The task —
List each line in the listing below that contains the word "mountain", and copy every such line in full.

Provided material —
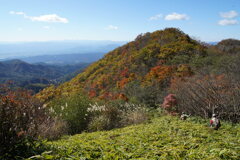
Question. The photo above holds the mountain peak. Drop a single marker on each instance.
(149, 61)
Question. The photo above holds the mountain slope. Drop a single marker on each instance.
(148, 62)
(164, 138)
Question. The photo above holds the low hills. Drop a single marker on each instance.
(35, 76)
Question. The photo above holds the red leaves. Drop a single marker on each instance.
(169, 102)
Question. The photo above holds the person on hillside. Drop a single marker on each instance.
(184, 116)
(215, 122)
...
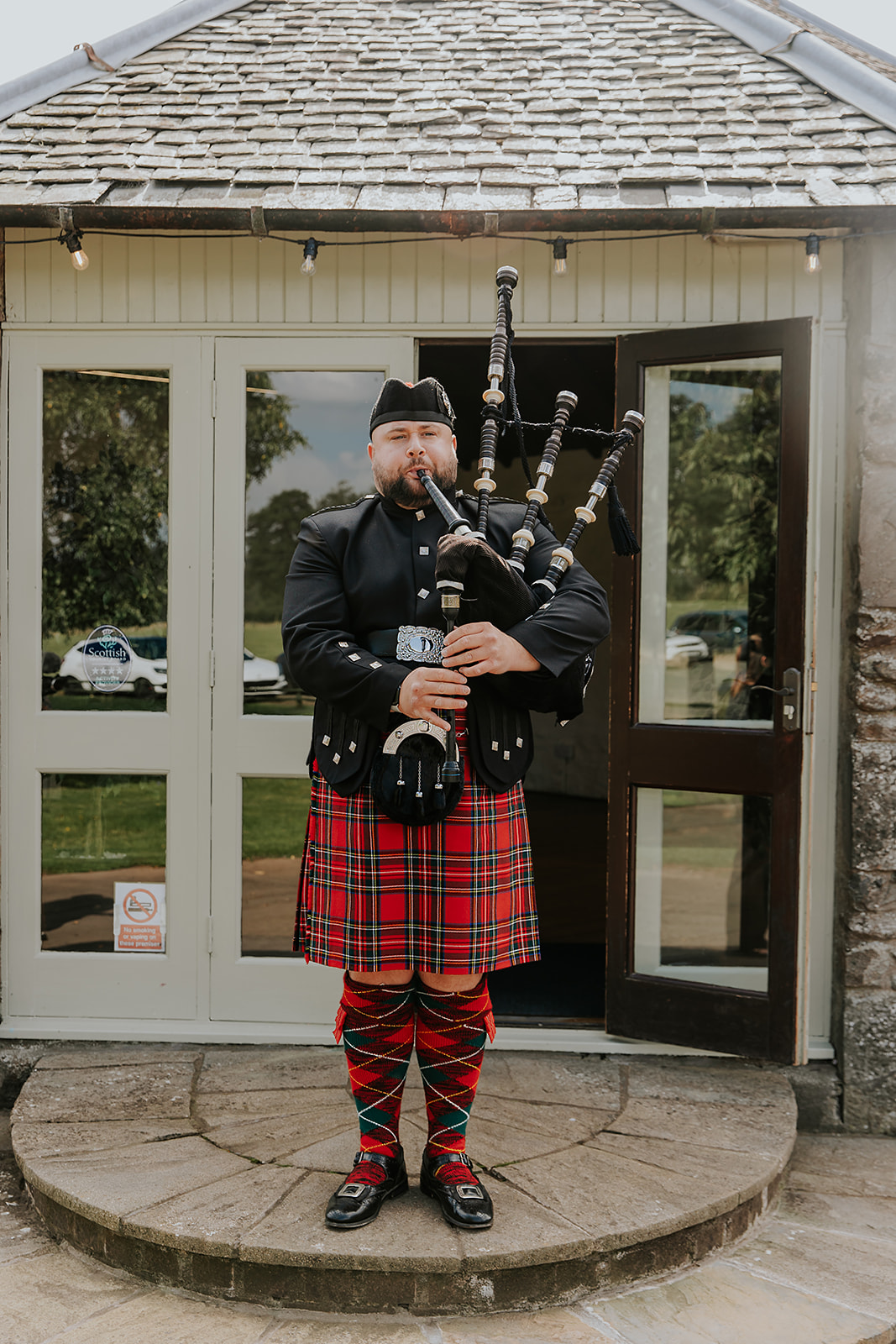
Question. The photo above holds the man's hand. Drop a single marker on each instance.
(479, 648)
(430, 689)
---
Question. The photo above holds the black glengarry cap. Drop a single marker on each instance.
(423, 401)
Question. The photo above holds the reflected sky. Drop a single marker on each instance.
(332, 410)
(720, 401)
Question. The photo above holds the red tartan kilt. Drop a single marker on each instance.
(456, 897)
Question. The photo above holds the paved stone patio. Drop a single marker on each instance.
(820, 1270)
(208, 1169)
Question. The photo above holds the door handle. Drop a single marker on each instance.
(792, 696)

Correct output —
Question. The photo above holds the mountain peak. Drop a single marker on each instance.
Question. The photo above holds the mountain slope. Drop a single marker on each instance.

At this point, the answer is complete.